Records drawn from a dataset
———
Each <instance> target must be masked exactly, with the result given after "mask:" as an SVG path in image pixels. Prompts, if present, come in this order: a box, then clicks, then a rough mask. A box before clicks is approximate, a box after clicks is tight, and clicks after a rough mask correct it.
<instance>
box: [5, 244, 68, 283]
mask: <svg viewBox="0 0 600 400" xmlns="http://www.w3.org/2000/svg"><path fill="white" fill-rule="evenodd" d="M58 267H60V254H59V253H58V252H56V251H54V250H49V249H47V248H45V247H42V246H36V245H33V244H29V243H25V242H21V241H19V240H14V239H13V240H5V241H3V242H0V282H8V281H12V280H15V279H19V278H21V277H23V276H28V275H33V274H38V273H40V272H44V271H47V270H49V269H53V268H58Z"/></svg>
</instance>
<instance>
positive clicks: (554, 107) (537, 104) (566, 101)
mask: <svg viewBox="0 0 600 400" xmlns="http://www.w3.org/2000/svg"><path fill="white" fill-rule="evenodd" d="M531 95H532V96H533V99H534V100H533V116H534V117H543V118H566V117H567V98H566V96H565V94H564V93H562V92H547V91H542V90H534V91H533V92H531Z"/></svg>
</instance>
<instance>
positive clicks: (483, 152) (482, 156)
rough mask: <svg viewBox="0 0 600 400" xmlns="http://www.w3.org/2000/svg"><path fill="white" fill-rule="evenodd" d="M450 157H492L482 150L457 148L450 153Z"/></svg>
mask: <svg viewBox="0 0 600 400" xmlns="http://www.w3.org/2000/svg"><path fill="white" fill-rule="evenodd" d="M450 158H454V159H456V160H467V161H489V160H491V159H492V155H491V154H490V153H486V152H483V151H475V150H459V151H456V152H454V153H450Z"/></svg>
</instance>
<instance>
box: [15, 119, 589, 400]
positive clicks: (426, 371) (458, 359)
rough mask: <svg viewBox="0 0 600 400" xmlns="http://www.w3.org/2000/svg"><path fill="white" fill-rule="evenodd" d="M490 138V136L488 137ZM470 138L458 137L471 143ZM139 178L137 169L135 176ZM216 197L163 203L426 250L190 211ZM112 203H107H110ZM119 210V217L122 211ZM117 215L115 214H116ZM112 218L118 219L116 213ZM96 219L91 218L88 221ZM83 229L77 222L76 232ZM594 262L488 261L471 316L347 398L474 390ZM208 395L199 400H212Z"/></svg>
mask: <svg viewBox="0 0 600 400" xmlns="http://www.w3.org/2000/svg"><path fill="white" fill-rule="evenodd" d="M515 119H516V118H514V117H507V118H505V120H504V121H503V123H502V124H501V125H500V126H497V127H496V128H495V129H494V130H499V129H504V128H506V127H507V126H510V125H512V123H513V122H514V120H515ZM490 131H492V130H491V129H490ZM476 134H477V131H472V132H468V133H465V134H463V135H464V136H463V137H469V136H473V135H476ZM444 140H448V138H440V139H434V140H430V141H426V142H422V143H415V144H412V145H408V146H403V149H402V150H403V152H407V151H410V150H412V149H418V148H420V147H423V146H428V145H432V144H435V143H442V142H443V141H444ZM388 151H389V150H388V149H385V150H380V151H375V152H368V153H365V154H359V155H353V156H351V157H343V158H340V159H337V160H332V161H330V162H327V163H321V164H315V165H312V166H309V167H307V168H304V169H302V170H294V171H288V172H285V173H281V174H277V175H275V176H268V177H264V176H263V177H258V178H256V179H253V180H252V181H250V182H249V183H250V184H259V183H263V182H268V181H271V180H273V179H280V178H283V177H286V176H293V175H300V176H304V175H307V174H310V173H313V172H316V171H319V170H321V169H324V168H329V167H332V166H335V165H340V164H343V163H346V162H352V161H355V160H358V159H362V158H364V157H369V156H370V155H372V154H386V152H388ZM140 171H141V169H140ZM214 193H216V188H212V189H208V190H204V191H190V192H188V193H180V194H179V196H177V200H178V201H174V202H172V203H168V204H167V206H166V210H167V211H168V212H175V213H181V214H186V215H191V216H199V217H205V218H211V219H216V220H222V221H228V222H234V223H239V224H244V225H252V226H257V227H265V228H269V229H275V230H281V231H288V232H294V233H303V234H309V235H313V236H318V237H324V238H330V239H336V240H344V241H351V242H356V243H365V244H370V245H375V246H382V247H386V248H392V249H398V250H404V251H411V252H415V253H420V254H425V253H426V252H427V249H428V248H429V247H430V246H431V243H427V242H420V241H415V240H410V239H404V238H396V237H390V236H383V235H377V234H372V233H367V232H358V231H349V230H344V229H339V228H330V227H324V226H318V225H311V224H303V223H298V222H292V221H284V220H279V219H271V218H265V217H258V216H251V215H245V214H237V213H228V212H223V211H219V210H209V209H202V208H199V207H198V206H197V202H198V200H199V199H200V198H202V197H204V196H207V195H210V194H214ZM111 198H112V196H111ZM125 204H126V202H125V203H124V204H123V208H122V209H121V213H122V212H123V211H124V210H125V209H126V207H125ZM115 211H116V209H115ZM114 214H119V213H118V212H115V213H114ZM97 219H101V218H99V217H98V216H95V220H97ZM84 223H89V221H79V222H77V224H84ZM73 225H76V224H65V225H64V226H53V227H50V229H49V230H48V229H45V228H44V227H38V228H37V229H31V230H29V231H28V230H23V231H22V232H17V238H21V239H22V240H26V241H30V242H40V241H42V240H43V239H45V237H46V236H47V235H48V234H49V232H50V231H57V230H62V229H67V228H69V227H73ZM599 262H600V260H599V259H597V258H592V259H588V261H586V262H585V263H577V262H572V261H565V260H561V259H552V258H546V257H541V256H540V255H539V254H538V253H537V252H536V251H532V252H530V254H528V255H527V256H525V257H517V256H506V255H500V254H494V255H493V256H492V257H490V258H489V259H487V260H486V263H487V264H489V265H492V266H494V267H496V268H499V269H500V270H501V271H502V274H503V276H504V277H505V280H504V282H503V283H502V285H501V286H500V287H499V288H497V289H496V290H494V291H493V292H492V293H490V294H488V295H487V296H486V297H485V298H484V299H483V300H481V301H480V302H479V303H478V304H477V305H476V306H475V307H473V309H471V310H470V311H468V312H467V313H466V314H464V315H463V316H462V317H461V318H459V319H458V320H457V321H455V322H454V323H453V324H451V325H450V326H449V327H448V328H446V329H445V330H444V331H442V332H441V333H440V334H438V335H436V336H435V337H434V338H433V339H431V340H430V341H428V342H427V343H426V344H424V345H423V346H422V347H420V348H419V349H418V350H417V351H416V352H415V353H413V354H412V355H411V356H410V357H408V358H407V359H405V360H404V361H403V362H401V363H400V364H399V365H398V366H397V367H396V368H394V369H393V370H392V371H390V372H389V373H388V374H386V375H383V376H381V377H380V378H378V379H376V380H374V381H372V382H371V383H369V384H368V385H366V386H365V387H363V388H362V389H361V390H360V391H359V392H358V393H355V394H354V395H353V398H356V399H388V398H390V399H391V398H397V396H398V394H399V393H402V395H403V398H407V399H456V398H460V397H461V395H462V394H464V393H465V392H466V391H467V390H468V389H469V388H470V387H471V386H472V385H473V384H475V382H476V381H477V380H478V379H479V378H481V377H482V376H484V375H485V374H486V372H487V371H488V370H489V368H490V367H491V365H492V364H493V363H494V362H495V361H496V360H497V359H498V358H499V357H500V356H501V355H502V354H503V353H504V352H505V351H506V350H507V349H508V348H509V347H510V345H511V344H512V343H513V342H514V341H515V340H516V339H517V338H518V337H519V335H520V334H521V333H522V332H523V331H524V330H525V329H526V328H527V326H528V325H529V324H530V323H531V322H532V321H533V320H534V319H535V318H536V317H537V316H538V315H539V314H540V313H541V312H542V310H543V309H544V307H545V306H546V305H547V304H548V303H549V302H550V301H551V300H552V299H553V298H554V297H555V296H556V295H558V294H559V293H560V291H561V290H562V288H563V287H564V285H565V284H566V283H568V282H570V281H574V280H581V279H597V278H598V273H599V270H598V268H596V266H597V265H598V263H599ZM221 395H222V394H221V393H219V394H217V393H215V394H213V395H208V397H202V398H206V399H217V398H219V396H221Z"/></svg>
———
Brief – Return exactly, and only, the lines above starting at the line that contains "positive clicks: (554, 107)" and ending at the line that contains "positive clicks: (426, 371) (458, 359)".

Exercise result –
positive clicks: (554, 107) (537, 104) (566, 101)
mask: <svg viewBox="0 0 600 400" xmlns="http://www.w3.org/2000/svg"><path fill="white" fill-rule="evenodd" d="M531 95H532V96H533V99H534V100H533V116H534V117H543V118H566V117H567V98H566V96H565V94H564V93H562V92H547V91H542V90H534V91H533V92H531Z"/></svg>
</instance>
<instance>
positive clicks: (483, 152) (482, 156)
rough mask: <svg viewBox="0 0 600 400" xmlns="http://www.w3.org/2000/svg"><path fill="white" fill-rule="evenodd" d="M450 157H492L482 150L457 148L450 153Z"/></svg>
mask: <svg viewBox="0 0 600 400" xmlns="http://www.w3.org/2000/svg"><path fill="white" fill-rule="evenodd" d="M450 158H454V159H456V160H467V161H489V160H491V159H492V155H491V154H490V153H486V152H483V151H475V150H459V151H456V152H454V153H450Z"/></svg>
</instance>
<instance>
box: [15, 119, 589, 400]
positive clicks: (426, 371) (458, 359)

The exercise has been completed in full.